**AVAILABLE DATA**
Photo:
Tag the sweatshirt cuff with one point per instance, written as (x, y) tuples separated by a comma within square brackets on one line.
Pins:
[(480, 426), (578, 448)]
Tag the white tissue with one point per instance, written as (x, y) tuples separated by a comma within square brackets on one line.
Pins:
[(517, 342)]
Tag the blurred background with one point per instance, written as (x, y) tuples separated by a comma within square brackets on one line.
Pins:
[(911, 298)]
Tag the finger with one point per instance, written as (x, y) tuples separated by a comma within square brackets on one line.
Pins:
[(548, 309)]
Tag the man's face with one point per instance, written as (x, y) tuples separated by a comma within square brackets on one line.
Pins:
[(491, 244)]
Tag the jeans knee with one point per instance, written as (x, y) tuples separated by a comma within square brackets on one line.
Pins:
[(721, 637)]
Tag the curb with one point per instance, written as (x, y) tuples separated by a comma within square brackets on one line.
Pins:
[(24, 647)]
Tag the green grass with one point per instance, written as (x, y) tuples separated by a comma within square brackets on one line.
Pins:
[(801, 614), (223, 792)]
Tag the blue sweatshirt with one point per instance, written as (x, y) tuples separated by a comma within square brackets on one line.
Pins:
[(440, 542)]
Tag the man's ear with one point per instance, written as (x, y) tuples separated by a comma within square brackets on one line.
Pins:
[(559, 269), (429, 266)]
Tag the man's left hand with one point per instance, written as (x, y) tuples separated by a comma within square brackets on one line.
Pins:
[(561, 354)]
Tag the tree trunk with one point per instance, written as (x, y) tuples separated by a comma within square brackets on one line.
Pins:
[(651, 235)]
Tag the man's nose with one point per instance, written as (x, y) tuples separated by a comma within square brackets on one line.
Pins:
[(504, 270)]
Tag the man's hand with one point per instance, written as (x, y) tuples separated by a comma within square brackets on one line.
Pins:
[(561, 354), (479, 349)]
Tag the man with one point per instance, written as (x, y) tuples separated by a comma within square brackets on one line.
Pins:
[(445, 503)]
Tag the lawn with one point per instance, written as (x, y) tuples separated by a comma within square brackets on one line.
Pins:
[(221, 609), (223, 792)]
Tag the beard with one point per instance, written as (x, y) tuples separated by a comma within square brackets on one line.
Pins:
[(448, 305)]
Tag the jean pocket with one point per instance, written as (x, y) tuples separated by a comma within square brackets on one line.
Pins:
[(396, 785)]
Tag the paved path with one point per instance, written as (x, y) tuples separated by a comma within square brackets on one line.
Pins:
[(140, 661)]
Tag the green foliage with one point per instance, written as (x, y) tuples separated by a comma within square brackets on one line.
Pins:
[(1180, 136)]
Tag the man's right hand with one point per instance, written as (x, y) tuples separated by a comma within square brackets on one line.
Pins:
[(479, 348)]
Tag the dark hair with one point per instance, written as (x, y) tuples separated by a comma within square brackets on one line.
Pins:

**YOUR ASSIGNMENT**
Print the material above once more, exactly.

**ANSWER SPACE**
Photo:
Tag the sweatshirt cuff with one point per instance, written as (x, y) tuples separated by a comma within square brackets on one line.
Pins:
[(480, 426), (578, 448)]
Tag the white tissue with one point per instance, written as (x, y) tuples separated by a comma within square brackets on one line.
Pins:
[(517, 342)]
Tag the blurred background with one point per instance, written as (x, y) tuples separated by a comma within square brackets on one line.
Pins:
[(911, 298)]
Tag the finger with one point per instance, written as (x, y) tuples separated by a comma within square brackets on one line.
Pins:
[(548, 309)]
Tag the man's face with one point per instance, written as (x, y) tuples separated by a comma within square brackets on one line.
Pins:
[(491, 244)]
Tag the jeans knee with one point per instance, written as (x, y) tuples separated by a comma within square brackets on one line.
Pins:
[(721, 637)]
Tag the curb with one point per instance, written as (x, y) tuples separated by a comma within square brackets on one line.
Pins:
[(24, 647)]
Tag the green grass with one point per instance, written as (x, y) tuples separated by a comma within square brackets on one line.
Pins:
[(801, 614), (223, 792)]
Tag the blue sweatshirt with one point per instance, written as (x, y) tuples separated by a comma within square brackets on one line.
Pins:
[(440, 542)]
Tag the man's ear with one point per instance, written as (x, y) tuples separated by a comma within square brackets on one line.
Pins:
[(559, 269), (429, 266)]
Tag the man's left hand with one point per instance, written as (x, y) tuples separated by a comma within square brackets on one line.
Pins:
[(561, 354)]
Tag the tree trunk with one point per instance, written as (x, y) tuples separated by a comma within square brackets on one line.
Pins:
[(651, 235)]
Tag the man's nose with one point per instance, written as (x, y) tuples separated by a comma within square brackets on one line.
Pins:
[(504, 270)]
Tag the man's hand with one point per instance, written as (x, y) tuples separated by a comma within square brackets on one line.
Pins:
[(561, 354), (479, 349)]
Tag the man with one point per instance, written as (x, y) tuples separated by a comma within square brackets on one line.
Pins:
[(445, 503)]
Tag the lawn with one point per instance, written as (x, y) tuples separated by a comma within square brackets on one line.
Pins:
[(221, 609), (223, 792)]
Tag the beard with one point per instance, written as (x, y) tuples separated by a comma within square brackets on one line.
Pins:
[(448, 305)]
Tag the jean pocket with one point per instance, written as (x, y) tuples separated by a comma within square brackets on one line.
Pins:
[(396, 785)]
Tag the paved path with one point per instance, written as (x, y) tuples separated by a comma within square brackets on one line.
Pins:
[(140, 661)]
Tag the green foliage with one point per instance, written as (x, y) tuples separated by a comma within square brackets on one line.
Pins:
[(1180, 136)]
Tag the man's right hand with one point per instance, written as (x, y) tuples separated by a comma within square brackets on one line.
Pins:
[(479, 348)]
Tag the dark hair with one point per instance, written as (x, y) tuples separated by a comma within square brackets on one line.
Pins:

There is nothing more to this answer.